======== Provided passage

Theatre Watch: "One Small Day"

I happened to catch a performance of One Small Day at NCPA. Not quite sure if it follows the mood of watching an idyllic sunset at Marine Drive with special someones, but the play was good in some parts, and average in some.

Backdrops first – Directed by Jayant Kripalani, Produced by Anish Trivedi, and enacted by Dipika Roy and Anish Trivedi himself, the play traces the interaction between two very different, yet similar people, caught in a room together where the lady has come to kill the gentleman (in a self-redeeming effort of avenging her sister’s death).

First, about the cast and the people. Jayant is known for his wit, timing and acting, right from the days of the TV Series – “Khandaan”. Truly a man of great theatrical skills, Jayant lends his credibility and touch to this play. Anish, an ex-Investment Banker turned playwright, with his previous play “Still Single” going off the streets after an year of performances, started the Banyan Tree production company, and has a radio show on 92.5FM. Banyan Tree is one of the largest radio programming companies in India. Theatre, has been a recent foray for Anish and Banyan Tree. And for encouragement, the previous act (Still Single) did win him some good and some bad press. Dipika Roy has also been around in the theatre circuits for quite some time and has a list of impressive plays to her credit. Anish’s partner at Banyan Tree, she is Anish’s muse for sure given her role in Still Single as well as One Small Day.

Trivia: In the initial running of the play, Jayant was acting and Anish was directing. But for some reason, within a month or so, the roles were reversed.

Back to the play, which apparently is an inspired play. The original required people to take sides, define things as right or wrong, while Anish and Jayant’s effort is more on the humorous side. It’s not an intellectually challenging play, and plays for approximately 2 hours on the humorous/ satirical side of things.

================
======== Raw records

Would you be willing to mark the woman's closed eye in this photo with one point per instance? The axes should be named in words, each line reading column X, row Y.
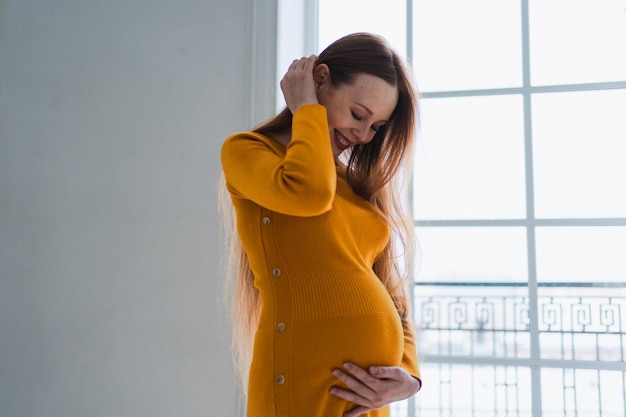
column 360, row 119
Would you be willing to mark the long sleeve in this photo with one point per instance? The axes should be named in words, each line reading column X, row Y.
column 302, row 182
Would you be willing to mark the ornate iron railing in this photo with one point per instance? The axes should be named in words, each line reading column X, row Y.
column 489, row 349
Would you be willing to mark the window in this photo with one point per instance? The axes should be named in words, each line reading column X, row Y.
column 519, row 199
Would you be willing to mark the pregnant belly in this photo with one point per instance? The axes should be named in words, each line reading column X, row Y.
column 321, row 346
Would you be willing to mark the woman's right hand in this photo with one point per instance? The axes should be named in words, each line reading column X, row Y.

================

◆ Written task ◆
According to the theatre review, why has the lady come to the room to kill the gentleman? Work only from the theatre review.

◆ Response to this task ◆
She has come to avenge her sister's death. The review calls this a self-redeeming effort on her part.